▸ EXERCISE DETAILS
Within the records, find every line that includes the word "outcrop" and copy it.

▸ DATA SHOWN

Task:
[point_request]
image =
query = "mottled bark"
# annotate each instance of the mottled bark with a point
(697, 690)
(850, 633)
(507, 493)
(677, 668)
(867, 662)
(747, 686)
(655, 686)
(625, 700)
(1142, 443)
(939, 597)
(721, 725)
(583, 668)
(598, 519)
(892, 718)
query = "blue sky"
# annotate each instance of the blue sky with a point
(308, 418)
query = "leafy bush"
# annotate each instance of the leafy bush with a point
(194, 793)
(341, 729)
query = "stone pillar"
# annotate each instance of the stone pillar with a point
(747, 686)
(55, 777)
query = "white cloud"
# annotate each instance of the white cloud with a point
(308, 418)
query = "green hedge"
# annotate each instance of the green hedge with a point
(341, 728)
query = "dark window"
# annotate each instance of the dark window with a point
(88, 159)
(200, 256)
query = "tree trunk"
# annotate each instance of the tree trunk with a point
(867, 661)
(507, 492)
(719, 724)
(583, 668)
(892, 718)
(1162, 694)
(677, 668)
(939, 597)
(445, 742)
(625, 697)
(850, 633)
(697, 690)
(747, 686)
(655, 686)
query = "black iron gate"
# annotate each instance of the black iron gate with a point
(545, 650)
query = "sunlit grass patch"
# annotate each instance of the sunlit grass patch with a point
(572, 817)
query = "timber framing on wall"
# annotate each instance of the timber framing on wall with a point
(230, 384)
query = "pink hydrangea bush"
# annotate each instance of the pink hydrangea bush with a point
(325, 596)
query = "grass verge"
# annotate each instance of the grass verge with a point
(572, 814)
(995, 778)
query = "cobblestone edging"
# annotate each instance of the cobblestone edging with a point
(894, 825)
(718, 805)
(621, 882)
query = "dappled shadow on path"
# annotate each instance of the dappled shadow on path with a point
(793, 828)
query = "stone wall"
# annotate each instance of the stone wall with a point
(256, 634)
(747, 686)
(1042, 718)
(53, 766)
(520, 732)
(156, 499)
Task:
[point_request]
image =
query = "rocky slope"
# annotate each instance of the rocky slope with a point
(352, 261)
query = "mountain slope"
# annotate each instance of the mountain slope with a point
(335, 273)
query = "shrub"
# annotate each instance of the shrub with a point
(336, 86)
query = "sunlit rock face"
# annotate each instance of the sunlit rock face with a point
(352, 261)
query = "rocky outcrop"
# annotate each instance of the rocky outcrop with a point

▸ ANSWER TO THE EXERCISE
query = "rocky outcrop"
# annotate each instance of the rocky outcrop with a point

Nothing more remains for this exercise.